→ VORGEGEBENER TEXT
☆ ☆ ☆ ☆ ☆ ☆ ☆

Bundesrat: Die Länderkammer stimmt in ihrer letzten Sitzung dieses Jahres unter anderem über höhere Pflegebeiträge, den Schutz des Bundesverfassungsgerichts, den Abbau der kalten Progression, die Kindergelderhöhung und das Deutschlandticket ab. Die derzeitige Bundesratspräsidentin Anke Rehlinger (SPD) hält eine Rede zum Gedenken an die Opfer des nationalsozialistischen Völkermordes an den Sinti, Roma und Jenischen.
Außenministerin in der Türkei: Vor dem Hintergrund der Entwicklungen in Syrien besucht Annalena Baerbock (Grüne) die Türkei. Nachmittags trifft sie sich dort mit Außenminister Hakan Fidan.

☆ ☆ ☆ ☆ ☆ ☆ ☆

→ AUFGABEN
1. Mit wem trifft sich Annalena Baerbock laut dem Text am Nachmittag in der Türkei?
2. Tippen Sie aus dem Text den Abschnitt ab, der mit den Worten „Außenministerin in der“ beginnt und mit „Außenminister Hakan Fidan.“ endet.
Die Datensätze werden nicht benötigt.

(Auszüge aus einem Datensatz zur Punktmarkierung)

☆ ☆ ☆ ☆ ☆ ☆ ☆

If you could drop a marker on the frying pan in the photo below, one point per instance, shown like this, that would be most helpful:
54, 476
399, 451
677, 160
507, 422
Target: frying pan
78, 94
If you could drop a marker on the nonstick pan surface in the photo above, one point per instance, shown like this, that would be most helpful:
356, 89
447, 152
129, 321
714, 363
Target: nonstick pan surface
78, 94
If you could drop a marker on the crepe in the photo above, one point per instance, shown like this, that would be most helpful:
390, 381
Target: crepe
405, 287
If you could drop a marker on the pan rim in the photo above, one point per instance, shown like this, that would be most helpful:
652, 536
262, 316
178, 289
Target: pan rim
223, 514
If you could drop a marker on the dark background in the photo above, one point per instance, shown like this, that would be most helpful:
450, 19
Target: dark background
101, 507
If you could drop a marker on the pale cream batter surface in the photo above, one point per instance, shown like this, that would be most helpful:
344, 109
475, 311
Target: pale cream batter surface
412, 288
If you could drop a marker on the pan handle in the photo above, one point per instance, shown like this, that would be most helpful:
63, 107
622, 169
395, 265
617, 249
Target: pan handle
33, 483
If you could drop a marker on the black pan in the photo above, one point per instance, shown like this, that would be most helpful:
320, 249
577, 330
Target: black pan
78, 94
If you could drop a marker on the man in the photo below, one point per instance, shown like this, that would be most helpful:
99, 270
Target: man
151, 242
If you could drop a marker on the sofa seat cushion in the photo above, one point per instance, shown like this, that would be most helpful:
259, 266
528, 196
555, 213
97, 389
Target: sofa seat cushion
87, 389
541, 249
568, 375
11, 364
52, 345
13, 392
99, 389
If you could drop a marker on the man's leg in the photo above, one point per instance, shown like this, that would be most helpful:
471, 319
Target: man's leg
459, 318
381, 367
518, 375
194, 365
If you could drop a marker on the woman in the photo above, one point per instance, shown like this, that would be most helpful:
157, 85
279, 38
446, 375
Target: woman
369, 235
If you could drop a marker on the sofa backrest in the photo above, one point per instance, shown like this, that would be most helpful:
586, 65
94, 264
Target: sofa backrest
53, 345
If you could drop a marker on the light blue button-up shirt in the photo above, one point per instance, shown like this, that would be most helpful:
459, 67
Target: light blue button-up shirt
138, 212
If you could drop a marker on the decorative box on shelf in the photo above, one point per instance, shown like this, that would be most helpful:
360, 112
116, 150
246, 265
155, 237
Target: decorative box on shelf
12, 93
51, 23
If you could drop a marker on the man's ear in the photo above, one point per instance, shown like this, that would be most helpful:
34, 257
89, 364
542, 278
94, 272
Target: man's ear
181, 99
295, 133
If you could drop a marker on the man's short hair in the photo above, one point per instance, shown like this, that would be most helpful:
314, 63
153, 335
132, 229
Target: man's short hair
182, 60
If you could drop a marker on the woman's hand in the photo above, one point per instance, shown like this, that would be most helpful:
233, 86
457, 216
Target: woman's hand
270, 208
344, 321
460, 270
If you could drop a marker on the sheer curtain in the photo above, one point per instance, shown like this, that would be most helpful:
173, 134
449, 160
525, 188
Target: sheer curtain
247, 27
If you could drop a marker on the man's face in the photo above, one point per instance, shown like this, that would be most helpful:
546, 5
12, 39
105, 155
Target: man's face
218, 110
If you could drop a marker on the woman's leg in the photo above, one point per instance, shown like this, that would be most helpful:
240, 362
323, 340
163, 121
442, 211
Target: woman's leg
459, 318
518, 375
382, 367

☆ ☆ ☆ ☆ ☆ ☆ ☆

→ LÖSUNGEN
1. Mit Außenminister Hakan Fidan.

2.
Außenministerin in der Türkei: Vor dem Hintergrund der Entwicklungen in Syrien besucht Annalena Baerbock (Grüne) die Türkei. Nachmittags trifft sie sich dort mit Außenminister Hakan Fidan.